- **Your objective**:
Give back every one of the entries below unchanged, reproducing each character as it appears.

>> start Listing

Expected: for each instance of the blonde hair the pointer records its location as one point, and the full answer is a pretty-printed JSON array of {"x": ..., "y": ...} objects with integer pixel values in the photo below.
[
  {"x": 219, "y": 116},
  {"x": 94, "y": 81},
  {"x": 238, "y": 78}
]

>> end Listing

- **Problem solution**:
Expected: for each instance of the blonde hair the pointer records its location as one point, and the full answer is a pretty-printed JSON array of {"x": ..., "y": ...} objects with integer pixel values in the photo below.
[
  {"x": 219, "y": 116},
  {"x": 94, "y": 81},
  {"x": 238, "y": 78}
]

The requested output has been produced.